--- EXERCISE OBJECTIVE ---
When the line containing "Category: hat brim" appears in the entries below, begin printing there and stop after the line containing "59, row 238."; print each of those lines exactly and no other line.

Dataset records:
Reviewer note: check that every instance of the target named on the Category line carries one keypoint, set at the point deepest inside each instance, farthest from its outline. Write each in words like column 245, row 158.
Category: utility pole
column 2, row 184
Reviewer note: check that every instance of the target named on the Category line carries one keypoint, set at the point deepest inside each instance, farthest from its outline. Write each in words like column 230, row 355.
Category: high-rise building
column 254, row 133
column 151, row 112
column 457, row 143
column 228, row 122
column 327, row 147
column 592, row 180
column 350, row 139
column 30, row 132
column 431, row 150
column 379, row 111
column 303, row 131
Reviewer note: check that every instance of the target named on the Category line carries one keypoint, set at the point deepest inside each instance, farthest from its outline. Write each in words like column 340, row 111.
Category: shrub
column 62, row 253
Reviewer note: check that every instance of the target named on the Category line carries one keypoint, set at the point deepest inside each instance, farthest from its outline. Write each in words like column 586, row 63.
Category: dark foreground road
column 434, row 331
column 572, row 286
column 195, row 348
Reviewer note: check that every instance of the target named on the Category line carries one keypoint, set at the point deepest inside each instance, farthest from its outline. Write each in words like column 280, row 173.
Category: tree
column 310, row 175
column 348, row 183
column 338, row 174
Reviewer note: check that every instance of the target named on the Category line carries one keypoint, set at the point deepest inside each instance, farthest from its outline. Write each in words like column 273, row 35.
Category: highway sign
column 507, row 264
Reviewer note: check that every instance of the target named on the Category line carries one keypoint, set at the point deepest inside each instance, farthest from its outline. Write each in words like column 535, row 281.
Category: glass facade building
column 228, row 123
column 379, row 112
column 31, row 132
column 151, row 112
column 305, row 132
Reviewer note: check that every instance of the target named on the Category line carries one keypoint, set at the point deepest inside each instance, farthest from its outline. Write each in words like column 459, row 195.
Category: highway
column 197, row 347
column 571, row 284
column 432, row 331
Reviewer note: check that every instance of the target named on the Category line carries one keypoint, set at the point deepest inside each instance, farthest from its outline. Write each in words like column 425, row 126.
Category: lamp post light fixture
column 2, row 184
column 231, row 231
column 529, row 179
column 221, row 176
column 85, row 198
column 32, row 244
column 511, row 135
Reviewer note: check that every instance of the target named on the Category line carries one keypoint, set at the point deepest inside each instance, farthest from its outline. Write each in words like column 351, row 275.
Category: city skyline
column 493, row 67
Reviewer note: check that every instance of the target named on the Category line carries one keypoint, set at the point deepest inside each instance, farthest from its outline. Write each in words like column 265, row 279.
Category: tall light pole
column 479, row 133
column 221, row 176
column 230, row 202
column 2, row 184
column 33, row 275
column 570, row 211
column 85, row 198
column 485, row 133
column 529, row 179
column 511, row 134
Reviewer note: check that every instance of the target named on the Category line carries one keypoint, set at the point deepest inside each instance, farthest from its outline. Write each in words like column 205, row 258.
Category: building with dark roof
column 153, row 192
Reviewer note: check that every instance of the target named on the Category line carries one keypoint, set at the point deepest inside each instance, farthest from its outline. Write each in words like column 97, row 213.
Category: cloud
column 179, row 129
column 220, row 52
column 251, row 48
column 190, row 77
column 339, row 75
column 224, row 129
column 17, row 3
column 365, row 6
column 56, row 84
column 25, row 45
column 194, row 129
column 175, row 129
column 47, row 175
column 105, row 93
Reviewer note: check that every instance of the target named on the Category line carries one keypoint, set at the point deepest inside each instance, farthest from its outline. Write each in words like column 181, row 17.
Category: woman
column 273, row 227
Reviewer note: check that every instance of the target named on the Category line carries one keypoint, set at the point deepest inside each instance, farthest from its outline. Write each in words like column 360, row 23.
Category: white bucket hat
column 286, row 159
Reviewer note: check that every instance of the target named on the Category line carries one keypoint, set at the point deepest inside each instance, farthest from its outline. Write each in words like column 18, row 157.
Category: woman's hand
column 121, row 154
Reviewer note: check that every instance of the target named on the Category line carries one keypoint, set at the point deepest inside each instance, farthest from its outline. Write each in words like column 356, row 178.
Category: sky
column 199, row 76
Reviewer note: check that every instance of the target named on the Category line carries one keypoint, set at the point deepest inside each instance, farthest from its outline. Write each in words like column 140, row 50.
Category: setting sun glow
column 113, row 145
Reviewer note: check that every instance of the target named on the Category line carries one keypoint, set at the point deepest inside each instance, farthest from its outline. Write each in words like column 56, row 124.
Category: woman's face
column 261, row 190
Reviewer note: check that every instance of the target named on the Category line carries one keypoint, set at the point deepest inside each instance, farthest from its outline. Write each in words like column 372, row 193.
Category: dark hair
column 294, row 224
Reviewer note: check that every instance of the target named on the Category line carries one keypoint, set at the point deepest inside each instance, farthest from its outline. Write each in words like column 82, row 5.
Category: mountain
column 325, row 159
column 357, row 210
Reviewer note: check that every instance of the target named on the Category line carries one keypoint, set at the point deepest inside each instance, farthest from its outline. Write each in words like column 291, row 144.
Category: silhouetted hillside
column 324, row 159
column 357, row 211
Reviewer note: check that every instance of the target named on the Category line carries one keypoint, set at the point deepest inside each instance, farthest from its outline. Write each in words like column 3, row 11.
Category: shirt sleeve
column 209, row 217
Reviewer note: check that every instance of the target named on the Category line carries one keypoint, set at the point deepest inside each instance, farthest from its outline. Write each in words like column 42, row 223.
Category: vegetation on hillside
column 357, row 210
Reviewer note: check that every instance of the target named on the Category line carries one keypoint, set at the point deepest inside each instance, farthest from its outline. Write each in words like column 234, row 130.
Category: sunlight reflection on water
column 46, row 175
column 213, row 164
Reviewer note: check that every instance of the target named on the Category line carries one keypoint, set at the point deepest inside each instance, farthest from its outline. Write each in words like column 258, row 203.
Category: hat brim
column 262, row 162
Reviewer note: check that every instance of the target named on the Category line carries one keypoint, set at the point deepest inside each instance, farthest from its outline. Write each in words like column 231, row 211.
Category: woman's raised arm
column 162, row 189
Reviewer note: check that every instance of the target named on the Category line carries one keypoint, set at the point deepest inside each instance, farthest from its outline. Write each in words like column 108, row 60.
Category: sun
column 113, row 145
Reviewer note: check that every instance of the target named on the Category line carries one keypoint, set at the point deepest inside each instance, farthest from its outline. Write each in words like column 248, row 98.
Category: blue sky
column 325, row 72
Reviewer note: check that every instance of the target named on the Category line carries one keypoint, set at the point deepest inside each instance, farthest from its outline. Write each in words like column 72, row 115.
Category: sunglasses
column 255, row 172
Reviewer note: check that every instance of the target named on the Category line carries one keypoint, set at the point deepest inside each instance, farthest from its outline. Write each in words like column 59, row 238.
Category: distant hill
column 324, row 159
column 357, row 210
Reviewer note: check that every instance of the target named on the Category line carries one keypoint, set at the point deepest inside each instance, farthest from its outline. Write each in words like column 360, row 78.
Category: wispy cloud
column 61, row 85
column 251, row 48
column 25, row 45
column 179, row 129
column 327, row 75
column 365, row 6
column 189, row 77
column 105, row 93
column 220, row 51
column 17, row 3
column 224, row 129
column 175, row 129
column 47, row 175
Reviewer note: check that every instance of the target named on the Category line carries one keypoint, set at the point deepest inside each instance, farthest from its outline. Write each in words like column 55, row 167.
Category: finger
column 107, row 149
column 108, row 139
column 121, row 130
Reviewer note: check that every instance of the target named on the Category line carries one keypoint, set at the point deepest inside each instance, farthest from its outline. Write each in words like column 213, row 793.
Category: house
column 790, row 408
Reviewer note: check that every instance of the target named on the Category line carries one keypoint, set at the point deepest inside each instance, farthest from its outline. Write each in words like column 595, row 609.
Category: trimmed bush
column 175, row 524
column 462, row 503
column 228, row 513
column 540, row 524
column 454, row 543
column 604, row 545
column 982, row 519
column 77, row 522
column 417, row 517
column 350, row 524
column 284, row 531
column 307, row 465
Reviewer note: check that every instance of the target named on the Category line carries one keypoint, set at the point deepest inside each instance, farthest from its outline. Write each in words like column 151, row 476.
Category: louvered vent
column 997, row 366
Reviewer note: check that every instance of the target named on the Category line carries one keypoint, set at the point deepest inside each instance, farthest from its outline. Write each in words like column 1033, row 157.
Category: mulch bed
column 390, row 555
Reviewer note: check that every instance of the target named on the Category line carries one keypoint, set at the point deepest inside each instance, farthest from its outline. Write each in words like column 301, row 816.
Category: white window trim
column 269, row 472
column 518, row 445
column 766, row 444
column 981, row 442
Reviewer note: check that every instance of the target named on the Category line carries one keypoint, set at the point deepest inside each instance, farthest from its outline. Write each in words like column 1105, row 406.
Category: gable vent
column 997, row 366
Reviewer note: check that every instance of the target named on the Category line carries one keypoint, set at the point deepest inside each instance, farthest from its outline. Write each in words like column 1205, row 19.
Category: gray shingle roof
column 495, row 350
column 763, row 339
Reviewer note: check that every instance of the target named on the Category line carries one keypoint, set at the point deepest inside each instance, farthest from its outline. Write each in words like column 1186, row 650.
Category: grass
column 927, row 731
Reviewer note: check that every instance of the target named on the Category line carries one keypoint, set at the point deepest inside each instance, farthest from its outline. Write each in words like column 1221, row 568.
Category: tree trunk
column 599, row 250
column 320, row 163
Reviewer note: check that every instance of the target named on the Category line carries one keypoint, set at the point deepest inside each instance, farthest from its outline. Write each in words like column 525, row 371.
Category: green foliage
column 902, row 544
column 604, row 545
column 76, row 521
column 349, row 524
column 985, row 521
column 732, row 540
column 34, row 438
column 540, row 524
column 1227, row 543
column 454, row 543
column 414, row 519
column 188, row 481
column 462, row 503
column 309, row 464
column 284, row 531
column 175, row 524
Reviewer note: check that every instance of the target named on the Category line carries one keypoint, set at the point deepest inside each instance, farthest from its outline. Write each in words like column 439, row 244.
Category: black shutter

--- RESULT FOR THIS EXERCISE ---
Category: hat brim
column 262, row 162
Reviewer note: check that every instance of the target named on the Category line carries one keypoint, set at the point deepest inside each instance, farthest from its outline. Write each in words like column 231, row 211.
Category: woman's raised arm
column 162, row 189
Reviewer note: check that every instance of the target named on the Category line carries one keypoint, set at the point deepest inside each instance, farthest from its outline. Write each in words like column 108, row 60.
Category: sun
column 113, row 145
Reviewer note: check that every instance of the target named on the Category line carries one keypoint, set at the point deepest inside each instance, farthest from its outline. Write each in words like column 248, row 98.
Category: blue sky
column 325, row 72
Reviewer note: check that every instance of the target named on the Category line carries one keypoint, set at the point deepest inside each instance, farthest from its outline. Write each in words like column 72, row 115.
Category: sunglasses
column 255, row 172
Reviewer note: check that every instance of the target named on the Category line carries one keypoint, set at the point deepest inside each instance, farthest from its outline. Write each in words like column 59, row 238.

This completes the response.